**SELECTED TEXT:**
▼

Concertina

I’ve been playing English concertina since 1970. My old college classmate Chris Davala had seen Michael Cooney play one at a concert in Philadelphia and said, “Let’s get concertinas!,” and the race was on. We placed an ad in his suburban paper and got several responses. Every “concertina” turned out to be a button accordion, as people figured that if it didn’t have a piano keyboard it must be a concertina!

I went out to Milwaukee to visit my parents’ new home that Christmas and popped down to the Chicago Musicians Union music store and bought a cheap Bastari. I’d been playing guitar for quite a while at the time and simply “played guitar on the concertina,” playing by ear while staring at the fingering chart. The loop between chart, eyes, ears and fingers burned slowly into my brain over that Christmas vacation, and what I learned forms the basis of all I do on the box today.

▲

**PROBLEMS:**
1 – Summarize the concertina account in two sentences.
2 – Carry the concertina account forward from its final sentence.

**ROWS:**

▼

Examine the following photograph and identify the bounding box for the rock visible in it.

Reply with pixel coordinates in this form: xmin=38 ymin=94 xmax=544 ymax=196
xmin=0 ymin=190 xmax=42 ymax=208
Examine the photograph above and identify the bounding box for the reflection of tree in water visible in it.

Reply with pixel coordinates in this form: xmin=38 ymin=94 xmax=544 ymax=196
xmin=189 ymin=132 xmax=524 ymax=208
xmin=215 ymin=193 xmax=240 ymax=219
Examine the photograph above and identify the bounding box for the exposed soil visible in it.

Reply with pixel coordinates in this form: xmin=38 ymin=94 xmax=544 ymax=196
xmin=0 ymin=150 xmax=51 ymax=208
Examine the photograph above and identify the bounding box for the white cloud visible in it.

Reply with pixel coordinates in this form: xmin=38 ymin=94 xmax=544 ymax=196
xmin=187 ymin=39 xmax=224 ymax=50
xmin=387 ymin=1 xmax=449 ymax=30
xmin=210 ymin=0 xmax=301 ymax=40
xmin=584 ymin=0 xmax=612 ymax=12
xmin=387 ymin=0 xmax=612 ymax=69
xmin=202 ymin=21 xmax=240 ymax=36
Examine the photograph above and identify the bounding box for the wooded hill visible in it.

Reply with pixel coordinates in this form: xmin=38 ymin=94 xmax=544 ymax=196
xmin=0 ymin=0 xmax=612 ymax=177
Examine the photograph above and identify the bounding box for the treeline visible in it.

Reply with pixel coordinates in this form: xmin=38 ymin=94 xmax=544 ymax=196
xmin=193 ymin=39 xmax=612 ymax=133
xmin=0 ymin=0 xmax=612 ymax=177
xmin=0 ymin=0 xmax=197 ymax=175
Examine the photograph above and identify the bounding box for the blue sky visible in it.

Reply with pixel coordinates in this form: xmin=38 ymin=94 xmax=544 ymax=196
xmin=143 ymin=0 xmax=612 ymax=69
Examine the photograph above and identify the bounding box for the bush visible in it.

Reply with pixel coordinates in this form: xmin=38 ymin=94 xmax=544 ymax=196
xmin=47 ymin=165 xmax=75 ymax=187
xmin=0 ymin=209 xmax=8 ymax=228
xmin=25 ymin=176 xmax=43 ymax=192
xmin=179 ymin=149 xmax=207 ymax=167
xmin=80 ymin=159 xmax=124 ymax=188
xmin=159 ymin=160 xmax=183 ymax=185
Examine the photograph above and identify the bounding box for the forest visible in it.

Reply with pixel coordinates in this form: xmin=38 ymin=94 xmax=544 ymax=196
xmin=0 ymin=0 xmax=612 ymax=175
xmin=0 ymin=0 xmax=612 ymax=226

▲

**EXPECTED OUTPUTS:**
1 – The writer has played English concertina since 1970, after classmate Chris Davala saw Michael Cooney play one and proposed they get concertinas, though every "concertina" their newspaper ad turned up was a button accordion. That Christmas, the writer bought a cheap Bastari at the Chicago Musicians Union music store and, drawing on guitar experience, learned by ear with a fingering chart, which still forms the basis of the writer's playing.

2 –
After graduation I returned to Milwaukee to work in a record store that was going out of business. The “going out of business” part was central, because the deal between the clerks and the owner was that we could bring in our own personal albums we no longer listened to to trade for any of the stock. I got most of the catalog for Leader/Trailer, giving me the best traditional recordings of British Isles folk stuff. My favorite one was titled Northumberland Forever by the High Level Ranters. I was so delighted with that sound that I called my musical partner from my last year in Philly, fiddler John Specker, and invited him to tour England with me, with Newcastle-upon-Tyne as our destination.

We arrived in Newcastle on the morning of the day the Bridge Folk Club met, according to the liner notes on The Ranters recording. Showing total naivety, we went from the train station to the pub’s parking lot without a clue of what to do next. We took out our instruments and began to play our repertoire of American Old Timey music to no one. There was a stairway leading from the Bridge level down to the quayside along the river Tyne, and a potter who had a shop near the top liked what he heard and invited us in. We stayed the night with him and his lovely family. In the morning he mentioned that across the street there was a bagpipe museum in the Black Gate of the Castle of Newcastle, and that the new caretakers, Stefan and Liz Sobell, would be good people to meet. We went over and my life took a major turn.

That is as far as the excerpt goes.